• What you need to do: Copy out the full blog comment thread below, word for word.

I continue to keep you in my prayers Katherine. I’ve heard about and have seen people who seem to be fading, as you say, but then rebound miraculously. It always amazes me how much a body can go through and then recover. Sending you love sister.
Thank you Sandee. I feel it at times, when people are thinking on me.
this is so wonderful of you and I am overcome
Kathy, so sorry to hear you’ve been ill. Please let us know if there is anything we can do to help. Love, Paul and Brigit
Thanks Paul and Brigit. We will let you know. K
Dear Twinkly,
I apologize for not being here for so long. Today I saw your blog in my bloglist and thought “I must stop and read and tell her hello.” And I found this…this shock, this punch in the gut, and now feel I have let you down by not being here, by not being aware of your illness and struggles with pain. I am so sorry. I promise that from today onward I will meditate on this: May Twinkly have exactly what she needs at this very moment.
Soft tears and even softer hugs,
Lydia
Thank you Lydia. So nice to have you stop by and to leave your beautiful words. I can’t keep up with blogs any more, it’s been a while and even the 3 or 4 women whose blogs I used to read regularly, I no longer can. So I try not to judge or pressure myself. I have no thought that you’ve let me down or could ever let me down. I am glad for the small and lovely interactions we’ve had over the last few years.

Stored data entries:

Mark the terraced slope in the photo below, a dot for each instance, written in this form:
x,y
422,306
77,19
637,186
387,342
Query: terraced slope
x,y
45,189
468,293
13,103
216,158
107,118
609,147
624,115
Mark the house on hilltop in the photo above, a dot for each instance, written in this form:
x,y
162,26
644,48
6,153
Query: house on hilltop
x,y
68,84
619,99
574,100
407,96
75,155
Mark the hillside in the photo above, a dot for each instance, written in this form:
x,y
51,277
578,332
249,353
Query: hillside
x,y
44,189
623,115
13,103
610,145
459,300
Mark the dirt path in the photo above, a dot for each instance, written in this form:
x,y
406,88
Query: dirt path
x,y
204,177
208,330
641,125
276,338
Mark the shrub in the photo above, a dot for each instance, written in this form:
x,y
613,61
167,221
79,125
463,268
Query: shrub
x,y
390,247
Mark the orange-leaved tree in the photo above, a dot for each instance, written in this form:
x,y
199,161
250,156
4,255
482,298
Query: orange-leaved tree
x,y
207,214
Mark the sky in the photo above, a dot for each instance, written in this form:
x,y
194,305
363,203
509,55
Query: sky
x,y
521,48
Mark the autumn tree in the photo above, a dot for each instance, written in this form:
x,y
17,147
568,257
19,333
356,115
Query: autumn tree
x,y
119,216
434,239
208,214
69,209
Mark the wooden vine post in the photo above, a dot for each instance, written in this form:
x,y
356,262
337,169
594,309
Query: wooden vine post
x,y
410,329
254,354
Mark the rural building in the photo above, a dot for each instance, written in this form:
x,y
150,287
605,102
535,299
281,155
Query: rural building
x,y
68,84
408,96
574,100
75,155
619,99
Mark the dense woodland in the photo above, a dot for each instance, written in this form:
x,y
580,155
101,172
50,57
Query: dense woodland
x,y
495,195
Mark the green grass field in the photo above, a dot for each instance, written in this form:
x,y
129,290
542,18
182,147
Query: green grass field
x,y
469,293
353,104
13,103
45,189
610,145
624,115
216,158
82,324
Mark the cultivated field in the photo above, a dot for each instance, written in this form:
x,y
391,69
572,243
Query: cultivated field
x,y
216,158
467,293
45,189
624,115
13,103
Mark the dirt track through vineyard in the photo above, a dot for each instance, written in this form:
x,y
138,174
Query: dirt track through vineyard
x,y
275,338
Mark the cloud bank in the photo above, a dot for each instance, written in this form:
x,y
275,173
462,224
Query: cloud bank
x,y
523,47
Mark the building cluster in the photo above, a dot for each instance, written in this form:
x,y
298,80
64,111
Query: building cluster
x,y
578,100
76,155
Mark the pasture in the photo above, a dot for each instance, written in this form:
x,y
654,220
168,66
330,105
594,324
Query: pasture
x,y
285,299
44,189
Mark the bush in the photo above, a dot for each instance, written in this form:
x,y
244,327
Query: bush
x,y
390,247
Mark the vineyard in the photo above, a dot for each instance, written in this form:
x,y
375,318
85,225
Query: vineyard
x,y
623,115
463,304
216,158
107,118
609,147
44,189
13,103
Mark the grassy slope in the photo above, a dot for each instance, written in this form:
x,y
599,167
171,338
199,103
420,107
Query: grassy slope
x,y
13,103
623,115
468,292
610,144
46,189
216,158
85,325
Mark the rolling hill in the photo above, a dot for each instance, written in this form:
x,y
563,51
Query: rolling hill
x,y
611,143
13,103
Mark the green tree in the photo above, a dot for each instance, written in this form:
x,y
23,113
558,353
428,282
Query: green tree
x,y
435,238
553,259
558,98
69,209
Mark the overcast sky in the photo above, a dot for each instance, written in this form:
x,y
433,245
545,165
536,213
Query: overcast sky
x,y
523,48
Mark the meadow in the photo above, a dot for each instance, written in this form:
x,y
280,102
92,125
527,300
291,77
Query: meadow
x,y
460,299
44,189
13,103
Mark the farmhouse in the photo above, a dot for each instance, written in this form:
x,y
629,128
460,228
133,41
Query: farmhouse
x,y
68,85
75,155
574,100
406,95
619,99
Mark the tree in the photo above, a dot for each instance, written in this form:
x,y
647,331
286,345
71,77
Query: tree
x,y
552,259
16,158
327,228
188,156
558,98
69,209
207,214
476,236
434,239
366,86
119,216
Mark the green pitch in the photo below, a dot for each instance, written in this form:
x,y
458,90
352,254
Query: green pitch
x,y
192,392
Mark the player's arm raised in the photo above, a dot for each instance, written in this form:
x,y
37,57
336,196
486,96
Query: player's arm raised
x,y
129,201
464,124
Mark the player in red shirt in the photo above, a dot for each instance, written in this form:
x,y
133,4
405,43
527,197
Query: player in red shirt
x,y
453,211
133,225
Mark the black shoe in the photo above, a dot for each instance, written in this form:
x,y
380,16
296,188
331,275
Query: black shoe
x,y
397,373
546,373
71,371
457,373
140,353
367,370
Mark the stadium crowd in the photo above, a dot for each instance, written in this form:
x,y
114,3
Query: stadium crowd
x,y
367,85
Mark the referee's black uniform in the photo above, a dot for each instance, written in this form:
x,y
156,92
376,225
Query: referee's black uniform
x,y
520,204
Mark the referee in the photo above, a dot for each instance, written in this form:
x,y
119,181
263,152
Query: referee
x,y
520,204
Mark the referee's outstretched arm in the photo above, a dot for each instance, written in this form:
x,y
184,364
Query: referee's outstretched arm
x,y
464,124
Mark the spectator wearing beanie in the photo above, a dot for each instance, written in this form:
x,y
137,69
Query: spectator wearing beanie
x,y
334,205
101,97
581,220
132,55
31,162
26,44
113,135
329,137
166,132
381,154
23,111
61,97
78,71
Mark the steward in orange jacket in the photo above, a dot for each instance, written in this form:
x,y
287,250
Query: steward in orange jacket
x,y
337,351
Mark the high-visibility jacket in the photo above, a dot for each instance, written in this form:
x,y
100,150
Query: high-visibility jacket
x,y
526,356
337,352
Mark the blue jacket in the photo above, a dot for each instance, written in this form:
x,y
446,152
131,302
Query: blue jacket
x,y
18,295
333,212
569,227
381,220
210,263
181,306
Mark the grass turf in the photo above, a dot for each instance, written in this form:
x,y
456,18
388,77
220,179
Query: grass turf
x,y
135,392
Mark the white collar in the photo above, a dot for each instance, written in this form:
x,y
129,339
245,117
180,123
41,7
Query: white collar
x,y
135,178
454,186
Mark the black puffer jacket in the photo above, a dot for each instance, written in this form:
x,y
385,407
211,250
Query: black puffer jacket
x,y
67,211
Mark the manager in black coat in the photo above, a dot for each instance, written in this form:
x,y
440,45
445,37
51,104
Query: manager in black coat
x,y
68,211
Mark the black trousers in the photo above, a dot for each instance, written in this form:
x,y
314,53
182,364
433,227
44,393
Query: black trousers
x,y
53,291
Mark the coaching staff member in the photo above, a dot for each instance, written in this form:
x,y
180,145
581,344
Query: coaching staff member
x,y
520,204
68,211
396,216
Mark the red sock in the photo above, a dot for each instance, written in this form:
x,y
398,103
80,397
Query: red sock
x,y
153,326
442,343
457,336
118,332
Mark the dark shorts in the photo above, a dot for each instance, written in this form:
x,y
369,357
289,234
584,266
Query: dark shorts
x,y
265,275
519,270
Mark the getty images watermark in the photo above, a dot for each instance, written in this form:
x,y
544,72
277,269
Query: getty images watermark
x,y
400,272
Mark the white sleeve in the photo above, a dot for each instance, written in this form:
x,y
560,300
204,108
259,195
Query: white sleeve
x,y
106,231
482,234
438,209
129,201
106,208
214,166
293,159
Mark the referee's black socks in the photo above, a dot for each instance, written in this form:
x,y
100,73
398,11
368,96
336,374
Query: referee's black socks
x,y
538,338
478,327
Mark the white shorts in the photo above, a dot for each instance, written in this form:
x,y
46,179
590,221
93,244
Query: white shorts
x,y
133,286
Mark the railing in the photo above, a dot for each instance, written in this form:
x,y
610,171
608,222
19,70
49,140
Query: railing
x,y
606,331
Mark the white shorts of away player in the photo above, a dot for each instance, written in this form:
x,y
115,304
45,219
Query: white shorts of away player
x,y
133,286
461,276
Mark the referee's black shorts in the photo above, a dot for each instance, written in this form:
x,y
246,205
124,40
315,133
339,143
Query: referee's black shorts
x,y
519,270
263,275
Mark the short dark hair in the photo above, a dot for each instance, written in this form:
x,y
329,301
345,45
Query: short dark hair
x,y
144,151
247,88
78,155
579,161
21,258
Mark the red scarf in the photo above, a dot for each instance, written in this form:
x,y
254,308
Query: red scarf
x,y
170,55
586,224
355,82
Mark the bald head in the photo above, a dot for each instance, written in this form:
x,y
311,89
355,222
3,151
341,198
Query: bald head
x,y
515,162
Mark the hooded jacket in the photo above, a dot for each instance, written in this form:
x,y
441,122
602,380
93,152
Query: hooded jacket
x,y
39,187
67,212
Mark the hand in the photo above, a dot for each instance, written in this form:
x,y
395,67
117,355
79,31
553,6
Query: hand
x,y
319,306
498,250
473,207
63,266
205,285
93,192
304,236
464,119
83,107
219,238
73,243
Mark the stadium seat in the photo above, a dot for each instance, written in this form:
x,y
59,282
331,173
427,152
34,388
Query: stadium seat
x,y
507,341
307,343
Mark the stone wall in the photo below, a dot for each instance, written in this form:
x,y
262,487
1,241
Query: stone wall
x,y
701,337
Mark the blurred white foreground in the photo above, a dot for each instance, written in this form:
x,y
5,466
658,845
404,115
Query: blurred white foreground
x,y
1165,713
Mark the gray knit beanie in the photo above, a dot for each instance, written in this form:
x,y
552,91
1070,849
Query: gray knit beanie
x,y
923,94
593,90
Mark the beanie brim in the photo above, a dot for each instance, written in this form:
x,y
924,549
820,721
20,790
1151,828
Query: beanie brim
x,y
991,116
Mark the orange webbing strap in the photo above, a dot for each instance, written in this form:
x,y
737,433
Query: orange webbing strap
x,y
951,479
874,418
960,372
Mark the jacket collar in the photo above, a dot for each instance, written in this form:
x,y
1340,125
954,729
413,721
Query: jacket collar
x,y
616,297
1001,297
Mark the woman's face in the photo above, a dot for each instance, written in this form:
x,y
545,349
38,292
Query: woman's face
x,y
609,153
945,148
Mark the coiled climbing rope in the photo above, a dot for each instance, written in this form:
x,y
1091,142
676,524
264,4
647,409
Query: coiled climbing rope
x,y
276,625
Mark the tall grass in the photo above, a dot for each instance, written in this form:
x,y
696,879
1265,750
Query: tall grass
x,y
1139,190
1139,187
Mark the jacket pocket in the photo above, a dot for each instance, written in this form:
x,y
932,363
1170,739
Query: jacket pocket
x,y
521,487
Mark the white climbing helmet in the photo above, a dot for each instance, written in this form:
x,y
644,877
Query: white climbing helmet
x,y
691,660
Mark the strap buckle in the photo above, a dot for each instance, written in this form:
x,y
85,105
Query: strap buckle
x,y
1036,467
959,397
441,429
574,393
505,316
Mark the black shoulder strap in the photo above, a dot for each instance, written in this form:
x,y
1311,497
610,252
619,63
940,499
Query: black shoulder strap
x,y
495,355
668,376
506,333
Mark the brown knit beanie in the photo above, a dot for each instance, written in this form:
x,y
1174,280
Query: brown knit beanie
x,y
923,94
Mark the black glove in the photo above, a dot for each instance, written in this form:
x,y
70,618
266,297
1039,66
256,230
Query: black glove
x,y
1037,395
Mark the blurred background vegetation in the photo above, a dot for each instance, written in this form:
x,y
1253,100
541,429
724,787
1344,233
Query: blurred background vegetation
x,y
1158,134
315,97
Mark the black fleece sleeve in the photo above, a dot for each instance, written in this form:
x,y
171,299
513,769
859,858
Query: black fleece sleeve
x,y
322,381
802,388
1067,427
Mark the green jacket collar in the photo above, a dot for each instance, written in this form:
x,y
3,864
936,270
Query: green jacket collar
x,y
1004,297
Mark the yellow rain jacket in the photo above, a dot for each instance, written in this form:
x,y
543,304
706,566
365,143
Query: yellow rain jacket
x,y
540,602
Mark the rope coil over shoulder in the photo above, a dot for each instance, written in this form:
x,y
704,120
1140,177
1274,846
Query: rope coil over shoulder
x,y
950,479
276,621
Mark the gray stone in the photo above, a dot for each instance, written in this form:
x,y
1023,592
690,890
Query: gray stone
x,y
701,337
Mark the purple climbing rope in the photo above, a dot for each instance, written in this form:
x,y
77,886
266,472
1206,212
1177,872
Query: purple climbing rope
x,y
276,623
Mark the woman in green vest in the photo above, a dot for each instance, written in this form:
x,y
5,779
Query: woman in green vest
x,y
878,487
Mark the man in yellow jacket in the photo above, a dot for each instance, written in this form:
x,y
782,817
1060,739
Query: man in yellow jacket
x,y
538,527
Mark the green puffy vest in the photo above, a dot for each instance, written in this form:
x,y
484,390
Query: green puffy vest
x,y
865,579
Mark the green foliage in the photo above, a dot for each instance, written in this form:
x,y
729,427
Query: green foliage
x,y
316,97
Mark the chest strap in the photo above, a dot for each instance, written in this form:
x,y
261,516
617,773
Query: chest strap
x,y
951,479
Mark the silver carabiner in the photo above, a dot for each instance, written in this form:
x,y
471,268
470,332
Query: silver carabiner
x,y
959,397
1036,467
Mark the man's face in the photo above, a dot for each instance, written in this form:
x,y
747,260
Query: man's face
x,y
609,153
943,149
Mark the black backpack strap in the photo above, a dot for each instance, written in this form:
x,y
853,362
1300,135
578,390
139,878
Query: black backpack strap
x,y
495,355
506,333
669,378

• Solution:
I continue to keep you in my prayers Katherine. I’ve heard about and have seen people who seem to be fading, as you say, but then rebound miraculously. It always amazes me how much a body can go through and then recover. Sending you love sister.
Thank you Sandee. I feel it at times, when people are thinking on me.
this is so wonderful of you and I am overcome
Kathy, so sorry to hear you’ve been ill. Please let us know if there is anything we can do to help. Love, Paul and Brigit
Thanks Paul and Brigit. We will let you know. K
Dear Twinkly,
I apologize for not being here for so long. Today I saw your blog in my bloglist and thought “I must stop and read and tell her hello.” And I found this…this shock, this punch in the gut, and now feel I have let you down by not being here, by not being aware of your illness and struggles with pain. I am so sorry. I promise that from today onward I will meditate on this: May Twinkly have exactly what she needs at this very moment.
Soft tears and even softer hugs,
Lydia
Thank you Lydia. So nice to have you stop by and to leave your beautiful words. I can’t keep up with blogs any more, it’s been a while and even the 3 or 4 women whose blogs I used to read regularly, I no longer can. So I try not to judge or pressure myself. I have no thought that you’ve let me down or could ever let me down. I am glad for the small and lovely interactions we’ve had over the last few years.